----- EXCERPTED RECORDS

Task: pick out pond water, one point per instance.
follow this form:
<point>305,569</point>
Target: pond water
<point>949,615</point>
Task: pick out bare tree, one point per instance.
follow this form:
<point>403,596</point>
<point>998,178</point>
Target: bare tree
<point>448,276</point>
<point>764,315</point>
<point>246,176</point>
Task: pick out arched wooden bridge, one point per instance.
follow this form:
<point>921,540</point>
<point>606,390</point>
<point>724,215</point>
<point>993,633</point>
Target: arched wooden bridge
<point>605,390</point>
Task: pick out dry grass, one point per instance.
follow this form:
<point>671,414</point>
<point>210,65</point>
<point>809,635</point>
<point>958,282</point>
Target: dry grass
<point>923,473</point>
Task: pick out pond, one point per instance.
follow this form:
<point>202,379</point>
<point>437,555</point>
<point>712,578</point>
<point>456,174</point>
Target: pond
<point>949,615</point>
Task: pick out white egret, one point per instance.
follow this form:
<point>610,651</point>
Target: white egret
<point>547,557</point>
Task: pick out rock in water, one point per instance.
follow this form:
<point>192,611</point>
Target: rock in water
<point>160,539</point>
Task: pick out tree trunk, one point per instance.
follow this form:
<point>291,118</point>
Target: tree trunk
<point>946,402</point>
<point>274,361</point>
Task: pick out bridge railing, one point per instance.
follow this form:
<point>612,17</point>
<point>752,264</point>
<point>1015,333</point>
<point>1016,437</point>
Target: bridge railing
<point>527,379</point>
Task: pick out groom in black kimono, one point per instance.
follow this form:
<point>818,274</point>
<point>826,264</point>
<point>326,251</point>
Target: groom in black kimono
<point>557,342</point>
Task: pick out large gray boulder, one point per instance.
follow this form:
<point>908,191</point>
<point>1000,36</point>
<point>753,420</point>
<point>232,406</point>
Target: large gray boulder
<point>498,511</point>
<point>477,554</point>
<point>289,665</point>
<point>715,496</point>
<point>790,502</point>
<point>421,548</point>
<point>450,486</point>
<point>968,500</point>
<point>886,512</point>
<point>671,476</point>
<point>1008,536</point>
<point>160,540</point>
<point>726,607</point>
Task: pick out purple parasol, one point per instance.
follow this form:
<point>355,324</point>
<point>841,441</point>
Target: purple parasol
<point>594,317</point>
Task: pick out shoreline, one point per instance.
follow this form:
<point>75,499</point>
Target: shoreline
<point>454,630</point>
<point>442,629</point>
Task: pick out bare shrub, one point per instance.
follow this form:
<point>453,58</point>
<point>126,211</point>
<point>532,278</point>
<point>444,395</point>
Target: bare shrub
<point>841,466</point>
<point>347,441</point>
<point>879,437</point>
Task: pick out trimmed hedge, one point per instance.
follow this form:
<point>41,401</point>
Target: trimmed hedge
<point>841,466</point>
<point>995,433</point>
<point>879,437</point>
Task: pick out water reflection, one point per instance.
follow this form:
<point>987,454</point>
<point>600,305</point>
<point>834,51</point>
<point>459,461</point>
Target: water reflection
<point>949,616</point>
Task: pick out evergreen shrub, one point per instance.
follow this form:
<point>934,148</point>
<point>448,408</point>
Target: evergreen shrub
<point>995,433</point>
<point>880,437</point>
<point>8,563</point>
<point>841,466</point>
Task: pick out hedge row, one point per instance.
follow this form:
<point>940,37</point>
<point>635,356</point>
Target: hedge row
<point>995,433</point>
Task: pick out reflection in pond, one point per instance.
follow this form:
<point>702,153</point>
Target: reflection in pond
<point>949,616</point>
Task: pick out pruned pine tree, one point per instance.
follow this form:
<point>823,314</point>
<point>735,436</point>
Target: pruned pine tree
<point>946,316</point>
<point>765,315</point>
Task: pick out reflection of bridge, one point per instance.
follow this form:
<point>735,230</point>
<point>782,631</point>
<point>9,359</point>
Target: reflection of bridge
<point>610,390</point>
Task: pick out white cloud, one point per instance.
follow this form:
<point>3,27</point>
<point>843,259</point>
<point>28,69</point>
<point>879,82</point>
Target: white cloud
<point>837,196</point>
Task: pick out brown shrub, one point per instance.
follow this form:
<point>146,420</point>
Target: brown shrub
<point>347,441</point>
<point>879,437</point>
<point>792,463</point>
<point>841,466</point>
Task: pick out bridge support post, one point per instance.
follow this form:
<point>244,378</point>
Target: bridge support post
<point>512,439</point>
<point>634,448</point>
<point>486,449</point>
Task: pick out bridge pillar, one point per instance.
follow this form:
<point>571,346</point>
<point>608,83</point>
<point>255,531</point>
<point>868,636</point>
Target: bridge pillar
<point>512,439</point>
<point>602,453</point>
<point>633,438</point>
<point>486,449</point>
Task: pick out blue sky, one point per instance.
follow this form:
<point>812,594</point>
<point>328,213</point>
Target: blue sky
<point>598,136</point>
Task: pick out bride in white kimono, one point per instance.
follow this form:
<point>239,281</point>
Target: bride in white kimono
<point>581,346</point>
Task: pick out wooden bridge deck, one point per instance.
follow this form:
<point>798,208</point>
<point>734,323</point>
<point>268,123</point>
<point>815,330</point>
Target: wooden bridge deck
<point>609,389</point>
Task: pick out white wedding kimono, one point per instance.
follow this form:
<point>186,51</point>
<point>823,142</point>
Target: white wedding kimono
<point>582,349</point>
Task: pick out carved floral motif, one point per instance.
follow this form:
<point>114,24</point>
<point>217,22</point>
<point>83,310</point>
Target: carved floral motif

----------

### EXERCISE AIM
The answer must be an exact reproduction of all the records.

### EXERCISE RESULT
Task: pick out pond water, one point per instance.
follow this form:
<point>305,569</point>
Target: pond water
<point>949,615</point>
Task: pick out bare tree, one point per instance.
follow this form:
<point>403,596</point>
<point>998,178</point>
Target: bare tree
<point>448,276</point>
<point>764,315</point>
<point>246,176</point>
Task: pick out arched wooden bridge, one point per instance.
follow this form:
<point>921,540</point>
<point>606,390</point>
<point>724,215</point>
<point>993,633</point>
Target: arched wooden bridge
<point>605,390</point>
Task: pick out dry grass, one point per instance.
follow this form:
<point>671,414</point>
<point>210,65</point>
<point>809,635</point>
<point>958,282</point>
Target: dry grass
<point>923,473</point>
Task: pick out pond, one point per instance.
follow this form:
<point>202,379</point>
<point>437,555</point>
<point>712,578</point>
<point>456,174</point>
Target: pond
<point>949,615</point>
Task: pick out white egret, one point per instance.
follow this form:
<point>610,651</point>
Target: white egret
<point>547,557</point>
Task: pick out rock in water, one point per instance.
follow this form:
<point>192,611</point>
Target: rock in water
<point>160,539</point>
Task: pick out tree trunk, one point per instance.
follow this form:
<point>291,118</point>
Target: tree trunk
<point>946,402</point>
<point>274,361</point>
Task: pick out bridge railing, one point per instance.
follow this form:
<point>612,17</point>
<point>752,264</point>
<point>1015,333</point>
<point>1016,437</point>
Target: bridge railing
<point>527,379</point>
Task: pick out groom in black kimono, one point per instance.
follow this form:
<point>818,274</point>
<point>826,264</point>
<point>326,251</point>
Target: groom in black kimono
<point>557,342</point>
Task: pick out large gray boulder, one point per instance.
follow this form:
<point>908,191</point>
<point>1000,36</point>
<point>753,420</point>
<point>232,406</point>
Target: large gray boulder
<point>498,511</point>
<point>477,554</point>
<point>289,665</point>
<point>715,496</point>
<point>790,502</point>
<point>421,548</point>
<point>450,486</point>
<point>968,500</point>
<point>886,512</point>
<point>671,476</point>
<point>1008,536</point>
<point>160,540</point>
<point>726,607</point>
Task: pick out purple parasol, one point per instance.
follow this form:
<point>355,324</point>
<point>841,441</point>
Target: purple parasol
<point>594,317</point>
Task: pick out shoreline, one point per instance.
follow this form:
<point>75,499</point>
Target: shoreline
<point>454,630</point>
<point>442,629</point>
Task: pick out bare shrub, one point per instance.
follow this form:
<point>453,58</point>
<point>126,211</point>
<point>532,278</point>
<point>444,395</point>
Target: bare shrub
<point>841,466</point>
<point>347,441</point>
<point>879,437</point>
Task: pick out trimmed hedge, one point per instance.
follow this form:
<point>41,401</point>
Target: trimmed hedge
<point>841,466</point>
<point>995,433</point>
<point>879,437</point>
Task: pick out water reflection, one point per instance.
follow this form:
<point>987,454</point>
<point>600,305</point>
<point>834,51</point>
<point>459,461</point>
Target: water reflection
<point>949,616</point>
Task: pick out evergreen shrub, one point per instance.
follow this form:
<point>934,148</point>
<point>448,408</point>
Target: evergreen shrub
<point>995,433</point>
<point>880,437</point>
<point>8,563</point>
<point>841,466</point>
Task: pick out hedge row, one point per instance.
follow this form:
<point>940,37</point>
<point>635,356</point>
Target: hedge row
<point>995,433</point>
Task: pick out reflection in pond, one point per instance.
follow this form:
<point>702,153</point>
Target: reflection in pond
<point>949,616</point>
Task: pick out pruned pine tree, one point per instance.
follow this form:
<point>823,314</point>
<point>735,436</point>
Target: pruned pine tree
<point>946,316</point>
<point>765,315</point>
Task: pick out reflection of bridge, one point per instance.
follow this form:
<point>735,230</point>
<point>782,631</point>
<point>9,359</point>
Target: reflection of bridge
<point>610,390</point>
Task: pick out white cloud, one point per instance.
follow this form:
<point>3,27</point>
<point>843,259</point>
<point>28,69</point>
<point>879,82</point>
Target: white cloud
<point>837,196</point>
Task: pick out brown shrub, one point per instance.
follow this form:
<point>146,420</point>
Target: brown shrub
<point>347,441</point>
<point>879,437</point>
<point>792,463</point>
<point>841,466</point>
Task: pick out bridge support post, one point per instance.
follow this form:
<point>244,378</point>
Target: bridge support post
<point>512,439</point>
<point>634,448</point>
<point>486,449</point>
Task: pick out bridge pillar, one point per instance.
follow this form:
<point>571,346</point>
<point>608,83</point>
<point>255,531</point>
<point>868,636</point>
Target: bridge pillar
<point>512,439</point>
<point>602,453</point>
<point>633,438</point>
<point>486,449</point>
Task: pick out blue sky, one point per instance.
follow this form:
<point>812,594</point>
<point>328,213</point>
Target: blue sky
<point>598,136</point>
Task: pick out bride in white kimono, one point per instance.
follow this form:
<point>239,281</point>
Target: bride in white kimono
<point>581,346</point>
Task: pick out wooden bridge deck, one point per instance.
follow this form:
<point>798,208</point>
<point>734,323</point>
<point>268,123</point>
<point>815,330</point>
Target: wooden bridge deck
<point>609,389</point>
Task: pick out white wedding kimono, one point per instance.
follow this form:
<point>186,51</point>
<point>823,142</point>
Target: white wedding kimono
<point>582,349</point>
Task: pick out carved floral motif, one point per instance.
follow this form:
<point>114,24</point>
<point>217,22</point>
<point>83,310</point>
Target: carved floral motif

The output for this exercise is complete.